**YOUR OBJECTIVE**
Please extract each line in the entries below that contains the string "provide". Case counts.

┌──

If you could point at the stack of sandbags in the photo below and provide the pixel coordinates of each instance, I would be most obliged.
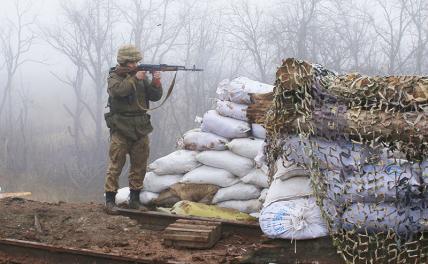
(229, 144)
(217, 163)
(162, 174)
(364, 142)
(289, 210)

└──

**COMPLETE RESPONSE**
If you could point at the stack of sandbags in the photo below and provide the pixel coordinates of each instance, I would be most obliged.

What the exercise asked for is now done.